Aim: Copy the records below word for word, from the line containing "Can you find the mud" through the end of the records.

========================================

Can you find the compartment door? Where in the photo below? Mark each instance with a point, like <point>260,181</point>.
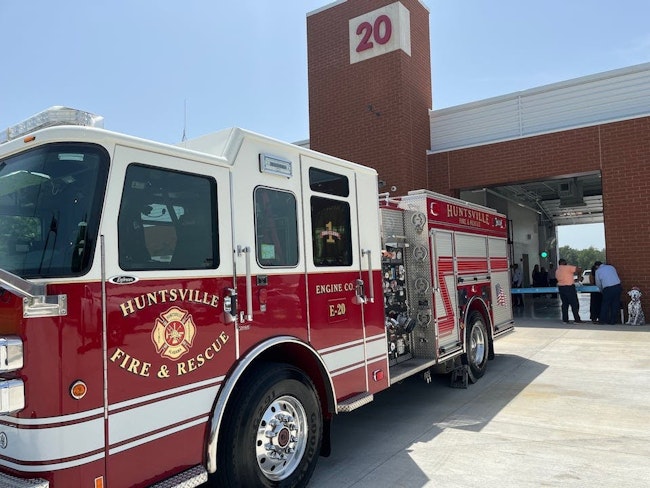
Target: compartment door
<point>445,294</point>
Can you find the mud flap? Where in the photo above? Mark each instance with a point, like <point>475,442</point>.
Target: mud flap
<point>459,377</point>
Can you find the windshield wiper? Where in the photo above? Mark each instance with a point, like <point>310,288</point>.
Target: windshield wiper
<point>54,224</point>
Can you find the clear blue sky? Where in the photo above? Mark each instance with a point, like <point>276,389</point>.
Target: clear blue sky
<point>243,63</point>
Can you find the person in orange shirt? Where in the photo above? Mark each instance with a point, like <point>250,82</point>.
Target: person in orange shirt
<point>566,287</point>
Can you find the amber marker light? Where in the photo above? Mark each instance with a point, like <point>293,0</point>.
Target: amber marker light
<point>78,390</point>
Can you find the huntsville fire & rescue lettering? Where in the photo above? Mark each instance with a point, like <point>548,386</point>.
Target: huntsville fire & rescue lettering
<point>172,335</point>
<point>164,296</point>
<point>142,368</point>
<point>468,216</point>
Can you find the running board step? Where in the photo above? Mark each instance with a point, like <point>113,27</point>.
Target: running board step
<point>355,402</point>
<point>187,479</point>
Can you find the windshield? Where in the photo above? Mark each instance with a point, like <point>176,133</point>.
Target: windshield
<point>50,201</point>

========================================

Response:
Can you find the mud flap? Where in the photo above? Mark each instance with a point, like <point>475,442</point>.
Target: mud flap
<point>459,377</point>
Can you find the windshield wiper? Where in the photo above? Mark each instance with a point, like <point>310,288</point>.
Target: windshield wiper
<point>54,224</point>
Can you find the clear blue sky? Where in the photo above? Mark each instance with a point, like <point>276,389</point>.
Target: clear blue sky
<point>243,63</point>
Can you find the person in orange shirt? Where in the photo above? Mark each instance with a point, like <point>250,82</point>.
Target: person in orange shirt
<point>566,287</point>
Can you find the amber marker light? Where in the photo above? Mark each instance with a point, like <point>293,0</point>.
Target: amber marker light
<point>78,390</point>
Can you find the huntsville fire & rescue lettering? Where in the photo above? Mark each instance with a point, like <point>548,386</point>.
Target: huntsville fire & rescue lettering
<point>172,335</point>
<point>164,296</point>
<point>142,368</point>
<point>468,216</point>
Can you find the running board step? Where in the photo above? Mark each instance with a point, like <point>113,27</point>.
Target: running board step
<point>355,402</point>
<point>187,479</point>
Can you find the windshield? Where in the photo above? Mark each instance with a point, like <point>176,133</point>.
Target: windshield
<point>50,201</point>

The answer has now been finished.